→ Problem statement:
Repeat the data in full. Every line must match.

→ Dataset records:
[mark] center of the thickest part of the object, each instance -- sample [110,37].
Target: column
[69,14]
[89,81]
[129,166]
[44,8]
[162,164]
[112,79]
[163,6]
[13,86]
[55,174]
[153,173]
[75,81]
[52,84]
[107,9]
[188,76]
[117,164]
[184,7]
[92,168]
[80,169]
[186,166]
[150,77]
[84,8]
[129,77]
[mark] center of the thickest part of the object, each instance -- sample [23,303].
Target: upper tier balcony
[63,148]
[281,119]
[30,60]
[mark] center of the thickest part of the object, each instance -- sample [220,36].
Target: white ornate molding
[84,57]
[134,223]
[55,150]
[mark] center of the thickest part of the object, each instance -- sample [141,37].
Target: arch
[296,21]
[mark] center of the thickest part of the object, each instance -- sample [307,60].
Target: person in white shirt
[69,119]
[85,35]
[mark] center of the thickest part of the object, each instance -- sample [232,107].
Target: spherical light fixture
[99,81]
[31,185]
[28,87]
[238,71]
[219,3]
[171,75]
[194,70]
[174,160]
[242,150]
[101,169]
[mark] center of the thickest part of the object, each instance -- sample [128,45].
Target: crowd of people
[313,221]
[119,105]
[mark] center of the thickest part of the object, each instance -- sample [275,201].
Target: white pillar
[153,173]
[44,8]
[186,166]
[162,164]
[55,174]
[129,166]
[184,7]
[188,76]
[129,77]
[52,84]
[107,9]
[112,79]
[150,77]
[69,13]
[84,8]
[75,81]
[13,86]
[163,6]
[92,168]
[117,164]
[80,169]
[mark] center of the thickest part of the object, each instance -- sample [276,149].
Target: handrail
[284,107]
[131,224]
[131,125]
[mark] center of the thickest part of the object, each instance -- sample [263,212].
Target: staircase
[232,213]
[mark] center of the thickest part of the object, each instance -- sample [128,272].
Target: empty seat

→ Problem solution:
[mark] center of the thickest part of the object, each instance -- sample [110,37].
Target: column
[69,14]
[89,81]
[129,166]
[44,8]
[162,164]
[112,79]
[163,6]
[13,86]
[55,174]
[153,173]
[75,81]
[52,84]
[107,9]
[188,76]
[117,164]
[184,7]
[92,168]
[80,169]
[186,166]
[150,77]
[84,8]
[129,77]
[mark] center of the thickest part of the object, each instance -- sample [23,303].
Target: upper tier balcony
[63,148]
[281,119]
[30,60]
[mark] center of the thickest part of the object, each instance -- sample [220,36].
Target: white ornate molding
[84,57]
[134,223]
[55,150]
[mark] center of the thickest part of the object, each instance -- sample [141,37].
Target: arch
[296,21]
[mark] center of the thickest part of the object, each instance -- sample [307,60].
Target: person in white shirt
[69,119]
[85,35]
[mark] center of the thickest part of the object, each instance -- sample [232,107].
Target: spherical light fixture
[99,81]
[31,185]
[28,87]
[238,71]
[219,3]
[171,75]
[194,70]
[174,160]
[242,150]
[101,169]
[mark] center of the thickest part of the object, each instance -- sample [128,45].
Target: crowd of people
[313,221]
[119,105]
[mark] center of the thickest part of the object, each instance -- sample [275,201].
Target: white pillar
[153,173]
[44,8]
[186,166]
[162,164]
[55,174]
[129,166]
[184,7]
[188,76]
[129,77]
[52,84]
[107,9]
[112,79]
[150,77]
[69,13]
[84,8]
[75,81]
[13,86]
[163,6]
[92,168]
[117,164]
[80,169]
[mark] center of the thickest part of the object, each instance -- sample [276,149].
Target: handrail
[284,107]
[131,224]
[131,125]
[mark] center of the thickest part of the object, each instance -- sample [263,212].
Target: staircase
[232,213]
[mark] center of the thickest part of the object, each instance -- sample [128,272].
Target: empty seat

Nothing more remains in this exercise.